> **Activity**:
An exact transcription of the entries is required, with none of the pictures carried over.

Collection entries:
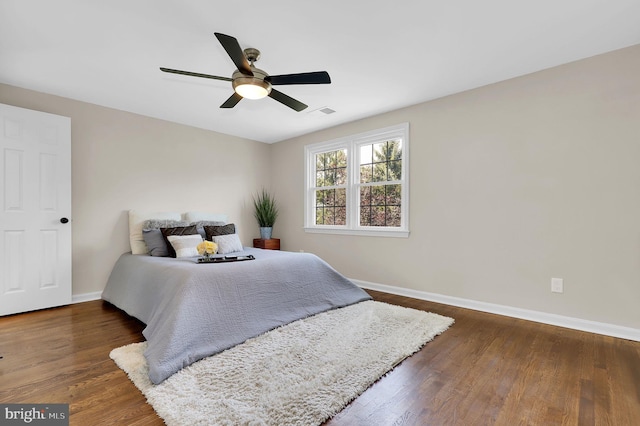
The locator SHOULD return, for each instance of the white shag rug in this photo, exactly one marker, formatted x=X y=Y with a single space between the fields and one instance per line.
x=302 y=373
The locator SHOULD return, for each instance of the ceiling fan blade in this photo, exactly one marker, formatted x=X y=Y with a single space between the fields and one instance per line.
x=318 y=77
x=195 y=74
x=234 y=50
x=232 y=101
x=287 y=100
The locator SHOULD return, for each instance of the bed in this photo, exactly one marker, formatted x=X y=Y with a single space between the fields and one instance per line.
x=193 y=310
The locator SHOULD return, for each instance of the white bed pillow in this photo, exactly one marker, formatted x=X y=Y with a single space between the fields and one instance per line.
x=229 y=243
x=185 y=245
x=136 y=222
x=204 y=216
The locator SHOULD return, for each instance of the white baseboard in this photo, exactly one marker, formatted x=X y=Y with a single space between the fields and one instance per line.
x=542 y=317
x=86 y=297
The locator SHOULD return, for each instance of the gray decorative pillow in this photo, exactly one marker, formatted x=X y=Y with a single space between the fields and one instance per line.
x=229 y=243
x=202 y=223
x=212 y=231
x=179 y=230
x=155 y=242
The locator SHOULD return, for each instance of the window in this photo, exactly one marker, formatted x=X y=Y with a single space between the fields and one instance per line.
x=359 y=184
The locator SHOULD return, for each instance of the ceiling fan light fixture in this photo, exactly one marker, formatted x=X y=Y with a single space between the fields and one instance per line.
x=251 y=87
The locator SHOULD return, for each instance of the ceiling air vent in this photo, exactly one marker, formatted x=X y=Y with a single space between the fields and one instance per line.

> **Response to this task**:
The locator SHOULD return, for each instance of the white shag rug in this photo, exactly one marker, formatted x=X y=Y with a single space between the fields and one instance per line.
x=302 y=373
The locator SHOULD return, for each instance of the ceiling fan blade in this photo, exactly one marker, formatted x=X y=Y with a single space between the fields and one instance per line.
x=318 y=77
x=195 y=74
x=234 y=50
x=232 y=101
x=287 y=100
The locator SHOULD return, for each instance of the bed in this photo, exactly one marker, formatted x=X y=Y with a single space between the fields and one instance per line.
x=193 y=310
The locator SHOULD return, for each instance of the white bed pillow in this photo, exactly one marker, formatted x=X y=Y with a single space between the fields and one instance per line.
x=229 y=243
x=185 y=245
x=136 y=222
x=204 y=216
The locator SHOULD return, for each instance of the white baseboard in this photo, exactly one marker, formatted x=X y=Y with a single space between the fields and one instance per line.
x=542 y=317
x=86 y=297
The locator SHOULD return, for each instance of the gray decorative pillow in this photo, exactly one marker, formatted x=X y=Y with a single space between the fields and one instance per line.
x=229 y=243
x=202 y=223
x=212 y=231
x=179 y=230
x=155 y=242
The locator SHOULD return, for each instance of the window in this photo, exactly one marker, formatted x=X y=Y with a single space between the fields and one instance per line.
x=359 y=184
The locator SHOULD return, for each instance of the ceiling fan light fixture in this photo, exactly one marker, formatted x=X y=Y with a single space between the fields and one instance per line.
x=251 y=87
The locator SHOULD return, for each instance of the ceiling air vent in this photo, exactly one marker, formatted x=X y=Y with a single space between the fields and one instance per line.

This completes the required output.